■ Photo-based referring expression data
--------------------------------

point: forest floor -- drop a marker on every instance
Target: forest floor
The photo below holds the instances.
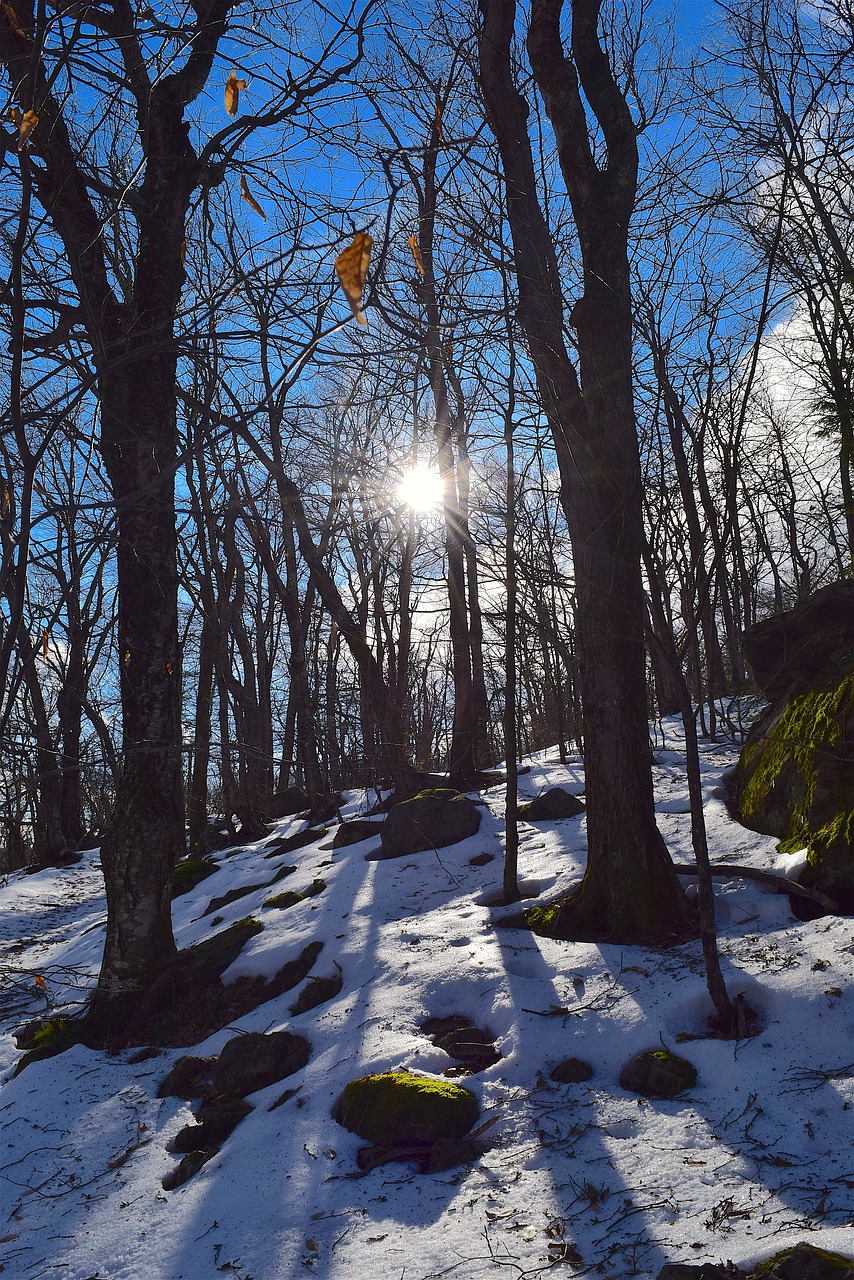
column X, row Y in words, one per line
column 585, row 1178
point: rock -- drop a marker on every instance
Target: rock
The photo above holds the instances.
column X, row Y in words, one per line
column 291, row 897
column 252, row 1061
column 187, row 1078
column 232, row 896
column 293, row 970
column 805, row 1262
column 707, row 1271
column 658, row 1074
column 316, row 992
column 218, row 1118
column 794, row 772
column 287, row 803
column 401, row 1110
column 354, row 832
column 460, row 1038
column 571, row 1070
column 190, row 872
column 288, row 844
column 188, row 1166
column 552, row 804
column 215, row 837
column 788, row 650
column 430, row 819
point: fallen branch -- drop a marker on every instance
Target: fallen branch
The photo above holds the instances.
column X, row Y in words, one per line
column 780, row 882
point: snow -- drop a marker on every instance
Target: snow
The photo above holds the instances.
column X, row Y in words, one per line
column 754, row 1159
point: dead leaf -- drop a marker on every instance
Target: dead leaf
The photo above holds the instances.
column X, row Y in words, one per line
column 416, row 254
column 233, row 87
column 250, row 199
column 26, row 124
column 13, row 19
column 351, row 268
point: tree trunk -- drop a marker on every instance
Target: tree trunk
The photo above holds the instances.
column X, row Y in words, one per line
column 630, row 891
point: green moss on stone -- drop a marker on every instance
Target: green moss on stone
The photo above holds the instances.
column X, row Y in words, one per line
column 54, row 1037
column 188, row 873
column 832, row 1264
column 397, row 1109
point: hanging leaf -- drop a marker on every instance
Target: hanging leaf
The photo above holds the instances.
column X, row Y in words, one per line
column 26, row 124
column 416, row 254
column 13, row 19
column 351, row 268
column 250, row 199
column 233, row 92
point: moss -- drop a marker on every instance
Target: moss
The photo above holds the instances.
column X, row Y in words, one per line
column 397, row 1109
column 812, row 721
column 223, row 949
column 291, row 897
column 188, row 873
column 831, row 1264
column 54, row 1037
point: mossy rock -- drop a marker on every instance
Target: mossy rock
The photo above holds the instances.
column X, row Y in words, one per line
column 794, row 777
column 355, row 831
column 188, row 873
column 291, row 897
column 432, row 819
column 553, row 804
column 232, row 896
column 397, row 1109
column 223, row 949
column 187, row 1078
column 290, row 844
column 316, row 992
column 571, row 1070
column 188, row 1166
column 658, row 1074
column 48, row 1038
column 805, row 1262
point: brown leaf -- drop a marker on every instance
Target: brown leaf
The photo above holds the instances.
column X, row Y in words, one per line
column 26, row 124
column 352, row 268
column 416, row 254
column 233, row 87
column 250, row 199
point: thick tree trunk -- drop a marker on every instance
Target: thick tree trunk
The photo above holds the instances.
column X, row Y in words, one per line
column 138, row 440
column 630, row 891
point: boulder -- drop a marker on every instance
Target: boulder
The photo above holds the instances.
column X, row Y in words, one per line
column 795, row 769
column 430, row 819
column 354, row 832
column 805, row 1262
column 552, row 804
column 571, row 1070
column 287, row 803
column 187, row 1078
column 316, row 992
column 658, row 1074
column 397, row 1109
column 789, row 649
column 252, row 1061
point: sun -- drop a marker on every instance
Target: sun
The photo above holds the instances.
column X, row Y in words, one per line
column 420, row 488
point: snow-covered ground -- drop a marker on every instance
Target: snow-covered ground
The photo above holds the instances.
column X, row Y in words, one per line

--------------------------------

■ EXERCISE DESCRIPTION
Return only the lines of the records in which the string "dead" appears.

■ SOLUTION TO THIS EXERCISE
point: dead leaf -- drop a marker on every instance
Target: dead leaf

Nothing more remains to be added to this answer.